A strength of this book is that it tackles a problem from diverse perspectives (law/history/geography); however, as a reader, I was not left with a coherent explanation. While the geography of BC Native reserves is well covered, a better effort at reconciling history and law could have been made. Sound, but extremely muted, disagreements are indicated concerning court pronouncements about “history.” Harris truthfully notes: “Recent judicial statements that Natives suffered no discrimination in their attempts to participate in the fishery are based on a profound misunderstanding of the fishery and its regulation in the late nineteenth and early twentieth centuries” (164). But did the Court ignore historical evidence or did it make such inferences because of plaintiffs’ failure to provide alternate, evidence-based, historical interpretations? Harris concludes that the law turned out to be “a malleable set of ideas” that fortified “the position of the colonial state” and was not “a unitary and coherent body of independent principles” (191). This cogent finding, along with a historical approach to resource disputes, needs to be taken more seriously by those who litigate Aboriginal rights. 

However, Harris sees the legal process as entirely driven by the state and for state purposes, a natural inclination of the legally trained, and thus “settlement” is the sole purpose of the colonial state. Jabs are taken at “private property,” “colonial theatre,” “state power,” “settlers,” and so on – all of which are the makings of a growing orthodoxy among Canadian historians based on characterization by narrative. Harris then seems somewhat surprised when he discovers that, “in this corner of empire, the body of law governing relations between Natives and new-comers established over several centuries of interaction in North America and overseas, was all but ignored” (190). While the knowledge of why such a discrepancy existed will not be found in legal studies, Landing Native Fisheries is a significant accomplishment. 

[1] “Regulations Relating to Fishing in Manitoba and the North West Territories, 8 May 1894,” Canada Gazette 27, 48 (26 May 1894) (emphasis added).

━━━━━━━━

● **Check your understanding**
1. From the book review, retype everything from "However, Harris sees" down to "a significant accomplishment." word for word.
2. Answer these from the book review:
(a) On what page is Harris quoted about recent judicial statements on Native participation in the fishery?
(b) What is the title of the book under review?
(c) In what publication did the 1894 fishing regulations for Manitoba and the North West Territories appear?
3. Shorten the book review's paragraph that begins "However, Harris sees the legal process" and keep its main facts.

● **Information shown**
━━━━━━━━

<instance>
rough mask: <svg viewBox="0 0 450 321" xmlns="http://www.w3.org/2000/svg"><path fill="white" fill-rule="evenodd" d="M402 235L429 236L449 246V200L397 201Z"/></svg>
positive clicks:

━━━━━━━━

● **Task results**
1.
However, Harris sees the legal process as entirely driven by the state and for state purposes, a natural inclination of the legally trained, and thus “settlement” is the sole purpose of the colonial state. Jabs are taken at “private property,” “colonial theatre,” “state power,” “settlers,” and so on – all of which are the makings of a growing orthodoxy among Canadian historians based on characterization by narrative. Harris then seems somewhat surprised when he discovers that, “in this corner of empire, the body of law governing relations between Natives and new-comers established over several centuries of interaction in North America and overseas, was all but ignored” (190). While the knowledge of why such a discrepancy existed will not be found in legal studies, Landing Native Fisheries is a significant accomplishment.

2.
(a) Page 164.
(b) Landing Native Fisheries.
(c) The Canada Gazette (27, 48, 26 May 1894).

3. Harris treats the legal process as wholly driven by the state and for state purposes, a natural leaning of the legally trained. This makes "settlement" the colonial state's only purpose. He takes jabs at "private property," "colonial theatre," "state power," and "settlers," which are part of a growing orthodoxy among Canadian historians based on characterization by narrative. He seems somewhat surprised to find that the body of law governing relations between Natives and newcomers, built over centuries in North America and overseas, was all but ignored in this corner of empire (190). Legal studies will not explain why this discrepancy existed, but Landing Native Fisheries is still a significant accomplishment.